REQUIRED WORK — Locate each line in the records that contains the string "chimney", matching case exactly, and copy those lines out in full.

DATA FOR PROCESSING —
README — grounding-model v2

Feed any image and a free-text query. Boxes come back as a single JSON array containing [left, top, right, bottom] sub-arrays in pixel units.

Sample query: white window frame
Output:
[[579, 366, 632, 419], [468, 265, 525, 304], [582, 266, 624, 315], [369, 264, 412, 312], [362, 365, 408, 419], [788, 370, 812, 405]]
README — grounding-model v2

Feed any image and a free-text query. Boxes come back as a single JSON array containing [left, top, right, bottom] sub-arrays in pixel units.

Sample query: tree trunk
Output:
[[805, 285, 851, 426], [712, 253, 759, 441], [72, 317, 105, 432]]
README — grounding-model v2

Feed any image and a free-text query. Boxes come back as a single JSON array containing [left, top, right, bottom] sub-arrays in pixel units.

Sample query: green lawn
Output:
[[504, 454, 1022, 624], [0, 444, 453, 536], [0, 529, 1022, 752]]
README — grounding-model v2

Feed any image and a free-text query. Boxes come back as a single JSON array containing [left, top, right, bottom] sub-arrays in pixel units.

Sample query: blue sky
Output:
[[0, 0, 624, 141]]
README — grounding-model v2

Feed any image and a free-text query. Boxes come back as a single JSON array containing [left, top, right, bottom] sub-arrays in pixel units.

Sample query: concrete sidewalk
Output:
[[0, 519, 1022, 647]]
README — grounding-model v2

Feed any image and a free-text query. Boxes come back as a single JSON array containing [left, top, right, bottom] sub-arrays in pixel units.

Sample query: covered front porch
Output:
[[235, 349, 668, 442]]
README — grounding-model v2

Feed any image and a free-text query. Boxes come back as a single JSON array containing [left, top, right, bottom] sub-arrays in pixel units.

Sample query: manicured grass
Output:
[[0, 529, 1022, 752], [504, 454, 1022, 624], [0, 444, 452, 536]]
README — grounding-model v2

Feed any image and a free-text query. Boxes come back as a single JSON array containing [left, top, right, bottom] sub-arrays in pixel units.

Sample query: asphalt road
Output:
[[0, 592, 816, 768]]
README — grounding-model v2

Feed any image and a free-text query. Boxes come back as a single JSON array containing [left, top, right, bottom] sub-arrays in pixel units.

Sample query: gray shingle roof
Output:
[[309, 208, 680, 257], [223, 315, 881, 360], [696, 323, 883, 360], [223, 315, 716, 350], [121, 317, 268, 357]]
==
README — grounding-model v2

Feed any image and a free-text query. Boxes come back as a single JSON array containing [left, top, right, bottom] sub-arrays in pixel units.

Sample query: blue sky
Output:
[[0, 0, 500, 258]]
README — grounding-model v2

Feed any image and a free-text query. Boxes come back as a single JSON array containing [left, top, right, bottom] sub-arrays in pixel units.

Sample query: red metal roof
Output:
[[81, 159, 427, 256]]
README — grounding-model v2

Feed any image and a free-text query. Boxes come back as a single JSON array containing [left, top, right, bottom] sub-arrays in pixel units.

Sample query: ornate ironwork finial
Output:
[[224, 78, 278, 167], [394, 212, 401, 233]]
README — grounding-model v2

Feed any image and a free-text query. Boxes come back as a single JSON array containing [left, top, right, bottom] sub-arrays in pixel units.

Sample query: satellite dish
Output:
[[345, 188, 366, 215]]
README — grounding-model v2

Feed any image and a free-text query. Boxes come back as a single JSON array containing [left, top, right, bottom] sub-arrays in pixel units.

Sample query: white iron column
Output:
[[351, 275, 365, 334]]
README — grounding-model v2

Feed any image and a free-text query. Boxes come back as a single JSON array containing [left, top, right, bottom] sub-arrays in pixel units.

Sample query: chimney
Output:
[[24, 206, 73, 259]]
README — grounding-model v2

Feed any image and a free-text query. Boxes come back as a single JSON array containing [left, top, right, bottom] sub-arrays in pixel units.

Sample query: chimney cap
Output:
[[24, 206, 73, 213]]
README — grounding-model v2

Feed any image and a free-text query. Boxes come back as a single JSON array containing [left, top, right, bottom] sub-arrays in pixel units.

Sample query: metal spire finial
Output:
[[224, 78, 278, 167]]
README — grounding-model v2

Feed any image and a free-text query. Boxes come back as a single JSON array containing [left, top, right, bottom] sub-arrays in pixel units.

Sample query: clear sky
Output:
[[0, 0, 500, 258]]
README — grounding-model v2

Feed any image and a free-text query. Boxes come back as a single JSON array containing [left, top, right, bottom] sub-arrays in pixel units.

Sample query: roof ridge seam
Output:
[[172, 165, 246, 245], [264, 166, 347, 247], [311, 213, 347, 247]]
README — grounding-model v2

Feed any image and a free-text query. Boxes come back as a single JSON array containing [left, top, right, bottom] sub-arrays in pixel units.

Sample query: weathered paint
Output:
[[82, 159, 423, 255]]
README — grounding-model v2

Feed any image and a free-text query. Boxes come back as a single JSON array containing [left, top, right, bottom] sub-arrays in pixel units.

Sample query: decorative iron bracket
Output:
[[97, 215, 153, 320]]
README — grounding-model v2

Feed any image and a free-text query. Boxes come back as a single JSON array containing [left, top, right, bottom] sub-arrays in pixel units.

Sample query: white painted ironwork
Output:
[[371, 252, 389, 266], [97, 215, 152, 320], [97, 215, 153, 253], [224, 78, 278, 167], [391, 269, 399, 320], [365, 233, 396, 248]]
...
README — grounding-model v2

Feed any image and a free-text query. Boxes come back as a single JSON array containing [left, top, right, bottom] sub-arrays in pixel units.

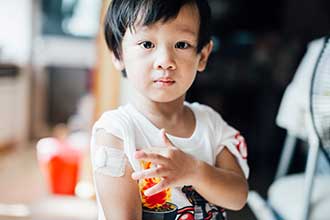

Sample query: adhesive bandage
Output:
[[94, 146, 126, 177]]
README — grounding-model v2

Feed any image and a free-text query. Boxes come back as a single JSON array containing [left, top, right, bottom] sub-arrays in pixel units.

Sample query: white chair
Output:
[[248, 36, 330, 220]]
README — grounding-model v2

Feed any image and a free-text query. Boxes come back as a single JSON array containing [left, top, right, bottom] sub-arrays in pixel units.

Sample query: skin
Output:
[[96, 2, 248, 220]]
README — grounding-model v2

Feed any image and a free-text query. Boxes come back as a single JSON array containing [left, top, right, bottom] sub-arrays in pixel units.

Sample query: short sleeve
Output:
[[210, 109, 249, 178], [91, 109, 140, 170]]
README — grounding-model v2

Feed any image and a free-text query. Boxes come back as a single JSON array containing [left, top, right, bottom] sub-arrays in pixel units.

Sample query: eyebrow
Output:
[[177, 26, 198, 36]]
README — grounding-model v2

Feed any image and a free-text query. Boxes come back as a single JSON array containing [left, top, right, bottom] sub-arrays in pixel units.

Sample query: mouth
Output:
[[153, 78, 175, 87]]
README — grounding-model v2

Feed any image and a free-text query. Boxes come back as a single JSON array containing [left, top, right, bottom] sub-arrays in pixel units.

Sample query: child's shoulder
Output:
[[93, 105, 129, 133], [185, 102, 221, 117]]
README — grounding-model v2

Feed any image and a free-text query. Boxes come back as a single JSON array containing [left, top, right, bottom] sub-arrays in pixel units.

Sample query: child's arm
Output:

CORRECT ANSWER —
Sample query: chimney
Sample query: chimney cap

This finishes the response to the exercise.